* Work to be completed
Turn the stretch of the listing below, from the line containing "of the round" through the line containing "Target: bathtub faucet spout", into a Markdown table with columns named Row and Line. Give each nonblank line its row number, skip blank lines, and include both end lines.
** Begin Material provided **
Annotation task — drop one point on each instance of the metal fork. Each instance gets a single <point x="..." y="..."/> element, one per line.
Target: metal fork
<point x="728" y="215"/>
** End Material provided **
** Begin Material provided **
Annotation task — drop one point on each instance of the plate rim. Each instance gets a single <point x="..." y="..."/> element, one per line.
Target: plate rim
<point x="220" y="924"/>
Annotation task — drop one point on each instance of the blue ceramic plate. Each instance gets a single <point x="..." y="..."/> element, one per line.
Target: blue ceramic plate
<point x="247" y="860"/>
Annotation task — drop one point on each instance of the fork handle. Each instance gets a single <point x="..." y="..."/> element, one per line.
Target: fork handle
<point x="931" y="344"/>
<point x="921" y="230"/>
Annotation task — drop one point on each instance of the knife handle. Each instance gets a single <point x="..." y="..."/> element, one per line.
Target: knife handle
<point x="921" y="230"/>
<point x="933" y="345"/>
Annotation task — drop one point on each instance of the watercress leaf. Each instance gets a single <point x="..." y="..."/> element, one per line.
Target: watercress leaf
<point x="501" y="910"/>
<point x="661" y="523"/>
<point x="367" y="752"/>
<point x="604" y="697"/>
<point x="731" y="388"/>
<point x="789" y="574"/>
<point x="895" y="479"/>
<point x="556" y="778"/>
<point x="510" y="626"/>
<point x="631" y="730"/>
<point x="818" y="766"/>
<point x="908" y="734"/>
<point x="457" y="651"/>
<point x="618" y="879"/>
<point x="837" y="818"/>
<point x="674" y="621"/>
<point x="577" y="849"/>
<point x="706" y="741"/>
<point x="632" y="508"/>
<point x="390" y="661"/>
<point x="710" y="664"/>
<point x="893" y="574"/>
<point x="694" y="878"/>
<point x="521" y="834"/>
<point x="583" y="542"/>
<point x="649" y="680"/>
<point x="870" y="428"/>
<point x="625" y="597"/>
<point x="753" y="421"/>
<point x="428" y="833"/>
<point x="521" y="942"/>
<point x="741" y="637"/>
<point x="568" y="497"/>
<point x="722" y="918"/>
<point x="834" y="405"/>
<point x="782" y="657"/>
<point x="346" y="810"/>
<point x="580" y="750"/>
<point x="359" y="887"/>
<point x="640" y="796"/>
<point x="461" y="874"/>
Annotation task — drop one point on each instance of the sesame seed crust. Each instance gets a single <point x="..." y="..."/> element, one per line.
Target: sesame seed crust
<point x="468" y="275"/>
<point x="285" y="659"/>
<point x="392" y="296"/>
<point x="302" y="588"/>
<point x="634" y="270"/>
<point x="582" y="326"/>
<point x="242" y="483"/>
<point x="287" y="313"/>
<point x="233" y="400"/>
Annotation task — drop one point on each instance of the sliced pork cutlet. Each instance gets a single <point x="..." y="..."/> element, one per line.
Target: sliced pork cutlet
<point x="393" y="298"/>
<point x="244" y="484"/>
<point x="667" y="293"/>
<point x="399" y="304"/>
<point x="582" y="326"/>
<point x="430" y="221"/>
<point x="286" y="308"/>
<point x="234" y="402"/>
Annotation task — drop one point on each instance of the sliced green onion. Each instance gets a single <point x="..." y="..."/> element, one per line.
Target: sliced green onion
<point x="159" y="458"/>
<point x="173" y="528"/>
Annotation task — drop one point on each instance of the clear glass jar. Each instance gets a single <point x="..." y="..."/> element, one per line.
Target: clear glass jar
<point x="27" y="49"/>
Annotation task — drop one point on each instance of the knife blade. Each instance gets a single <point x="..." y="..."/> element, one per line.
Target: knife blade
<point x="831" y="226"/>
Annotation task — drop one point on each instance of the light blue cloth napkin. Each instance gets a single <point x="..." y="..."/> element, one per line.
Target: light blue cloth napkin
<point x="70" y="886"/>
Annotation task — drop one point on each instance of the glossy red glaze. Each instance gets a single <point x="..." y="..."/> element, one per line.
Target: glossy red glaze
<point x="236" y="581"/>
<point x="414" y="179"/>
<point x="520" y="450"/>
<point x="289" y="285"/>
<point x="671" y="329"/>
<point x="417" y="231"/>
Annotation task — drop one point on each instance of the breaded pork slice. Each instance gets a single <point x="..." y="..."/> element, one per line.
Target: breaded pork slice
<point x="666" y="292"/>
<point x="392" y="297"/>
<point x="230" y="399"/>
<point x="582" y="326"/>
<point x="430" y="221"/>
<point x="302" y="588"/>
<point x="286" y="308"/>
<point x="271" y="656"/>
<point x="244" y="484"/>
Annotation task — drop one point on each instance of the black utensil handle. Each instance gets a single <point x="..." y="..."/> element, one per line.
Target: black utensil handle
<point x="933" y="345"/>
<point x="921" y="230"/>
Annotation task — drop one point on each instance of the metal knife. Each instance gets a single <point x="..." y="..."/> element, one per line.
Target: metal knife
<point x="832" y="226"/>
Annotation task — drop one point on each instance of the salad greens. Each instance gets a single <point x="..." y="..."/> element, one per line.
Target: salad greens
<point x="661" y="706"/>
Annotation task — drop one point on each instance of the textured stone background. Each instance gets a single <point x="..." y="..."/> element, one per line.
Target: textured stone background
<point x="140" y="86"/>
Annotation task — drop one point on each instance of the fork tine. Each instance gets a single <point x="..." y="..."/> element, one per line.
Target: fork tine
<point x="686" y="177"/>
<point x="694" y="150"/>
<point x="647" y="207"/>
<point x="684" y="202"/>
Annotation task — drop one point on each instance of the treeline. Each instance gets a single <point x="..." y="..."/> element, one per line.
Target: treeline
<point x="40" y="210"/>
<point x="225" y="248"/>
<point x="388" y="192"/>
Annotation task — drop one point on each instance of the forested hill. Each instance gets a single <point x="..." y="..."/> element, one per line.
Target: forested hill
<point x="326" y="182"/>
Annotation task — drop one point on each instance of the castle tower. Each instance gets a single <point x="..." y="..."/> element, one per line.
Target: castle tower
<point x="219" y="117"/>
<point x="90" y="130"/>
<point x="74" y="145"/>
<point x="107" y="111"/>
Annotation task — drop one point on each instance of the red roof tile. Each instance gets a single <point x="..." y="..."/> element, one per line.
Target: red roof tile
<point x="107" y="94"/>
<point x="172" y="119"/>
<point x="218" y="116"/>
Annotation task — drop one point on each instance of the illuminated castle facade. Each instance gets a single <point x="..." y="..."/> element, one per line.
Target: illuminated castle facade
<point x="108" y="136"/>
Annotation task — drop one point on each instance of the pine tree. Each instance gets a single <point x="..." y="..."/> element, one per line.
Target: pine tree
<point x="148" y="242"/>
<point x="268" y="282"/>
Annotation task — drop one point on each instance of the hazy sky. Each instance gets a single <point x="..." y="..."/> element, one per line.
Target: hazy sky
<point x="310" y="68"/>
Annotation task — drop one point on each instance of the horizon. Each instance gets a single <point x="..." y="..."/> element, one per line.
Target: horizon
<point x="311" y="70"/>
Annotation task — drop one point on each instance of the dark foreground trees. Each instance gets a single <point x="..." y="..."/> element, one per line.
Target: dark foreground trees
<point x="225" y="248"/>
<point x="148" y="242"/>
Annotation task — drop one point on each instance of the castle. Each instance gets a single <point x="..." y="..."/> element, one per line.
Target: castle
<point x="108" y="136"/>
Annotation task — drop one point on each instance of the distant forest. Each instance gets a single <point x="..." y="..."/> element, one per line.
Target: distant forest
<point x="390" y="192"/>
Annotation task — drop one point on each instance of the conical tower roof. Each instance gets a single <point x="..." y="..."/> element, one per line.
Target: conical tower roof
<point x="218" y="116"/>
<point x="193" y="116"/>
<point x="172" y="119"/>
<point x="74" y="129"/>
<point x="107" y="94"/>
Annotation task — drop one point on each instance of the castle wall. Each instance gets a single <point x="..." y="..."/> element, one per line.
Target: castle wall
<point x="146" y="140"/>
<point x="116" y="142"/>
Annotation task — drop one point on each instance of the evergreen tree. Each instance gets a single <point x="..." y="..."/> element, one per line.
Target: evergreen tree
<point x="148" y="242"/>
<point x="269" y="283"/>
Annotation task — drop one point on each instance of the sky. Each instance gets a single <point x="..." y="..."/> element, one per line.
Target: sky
** End Material provided **
** Begin Material provided **
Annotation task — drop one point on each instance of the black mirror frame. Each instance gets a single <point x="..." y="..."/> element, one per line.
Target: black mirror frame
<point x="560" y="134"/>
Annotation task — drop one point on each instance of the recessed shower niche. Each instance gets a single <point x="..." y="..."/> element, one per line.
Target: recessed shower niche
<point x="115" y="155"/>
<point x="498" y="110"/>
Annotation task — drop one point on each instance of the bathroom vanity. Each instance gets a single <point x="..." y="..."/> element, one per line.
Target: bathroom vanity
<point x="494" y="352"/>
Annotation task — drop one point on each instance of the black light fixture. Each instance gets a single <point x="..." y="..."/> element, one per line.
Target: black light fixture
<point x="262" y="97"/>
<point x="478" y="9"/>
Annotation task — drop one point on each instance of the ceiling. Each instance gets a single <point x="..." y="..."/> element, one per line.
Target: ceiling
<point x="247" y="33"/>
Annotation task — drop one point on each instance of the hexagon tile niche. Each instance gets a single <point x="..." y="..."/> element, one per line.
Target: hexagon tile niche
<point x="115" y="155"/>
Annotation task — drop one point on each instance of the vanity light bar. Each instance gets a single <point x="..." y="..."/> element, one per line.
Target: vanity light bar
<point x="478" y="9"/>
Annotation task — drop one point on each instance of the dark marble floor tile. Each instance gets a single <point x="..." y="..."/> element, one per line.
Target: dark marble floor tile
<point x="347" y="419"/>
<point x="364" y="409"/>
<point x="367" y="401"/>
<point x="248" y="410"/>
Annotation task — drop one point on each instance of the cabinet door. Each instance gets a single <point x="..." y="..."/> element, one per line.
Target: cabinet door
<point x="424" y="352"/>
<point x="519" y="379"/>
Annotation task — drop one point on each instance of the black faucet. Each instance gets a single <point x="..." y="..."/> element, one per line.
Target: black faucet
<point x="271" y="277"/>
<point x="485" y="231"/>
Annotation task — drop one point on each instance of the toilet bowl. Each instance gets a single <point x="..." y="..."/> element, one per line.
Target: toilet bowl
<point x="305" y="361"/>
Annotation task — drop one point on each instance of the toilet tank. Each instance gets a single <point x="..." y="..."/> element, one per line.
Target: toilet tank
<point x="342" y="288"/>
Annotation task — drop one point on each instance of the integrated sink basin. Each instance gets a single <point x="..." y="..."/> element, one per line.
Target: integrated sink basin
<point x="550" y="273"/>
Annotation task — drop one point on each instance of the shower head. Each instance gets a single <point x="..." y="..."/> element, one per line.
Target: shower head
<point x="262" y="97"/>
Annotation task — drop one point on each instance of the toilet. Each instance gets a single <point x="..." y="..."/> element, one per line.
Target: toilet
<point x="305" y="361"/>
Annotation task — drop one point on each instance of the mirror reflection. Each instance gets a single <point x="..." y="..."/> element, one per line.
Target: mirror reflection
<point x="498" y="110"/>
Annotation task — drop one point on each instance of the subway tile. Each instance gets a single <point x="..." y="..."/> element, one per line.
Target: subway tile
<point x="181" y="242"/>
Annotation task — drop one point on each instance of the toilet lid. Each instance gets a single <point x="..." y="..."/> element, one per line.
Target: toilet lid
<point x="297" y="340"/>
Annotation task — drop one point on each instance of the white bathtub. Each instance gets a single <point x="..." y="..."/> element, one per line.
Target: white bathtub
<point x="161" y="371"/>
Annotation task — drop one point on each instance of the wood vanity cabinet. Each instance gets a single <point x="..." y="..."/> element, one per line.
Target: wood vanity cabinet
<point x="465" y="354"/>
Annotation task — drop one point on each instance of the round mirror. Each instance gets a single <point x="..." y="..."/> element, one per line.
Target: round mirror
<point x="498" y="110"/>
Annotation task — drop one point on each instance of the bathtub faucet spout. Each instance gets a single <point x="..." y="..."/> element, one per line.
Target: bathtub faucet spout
** End Material provided **
* Correct answer
| Row | Line |
|---|---|
| 1 | Annotation task — drop one point on each instance of the round mirror. Each instance gets a single <point x="..." y="..."/> element, one per line. |
| 2 | Target: round mirror |
| 3 | <point x="498" y="110"/> |
| 4 | Annotation task — drop one point on each instance of the bathtub faucet spout. Each instance gets a single <point x="..." y="..."/> element, one per line. |
| 5 | Target: bathtub faucet spout |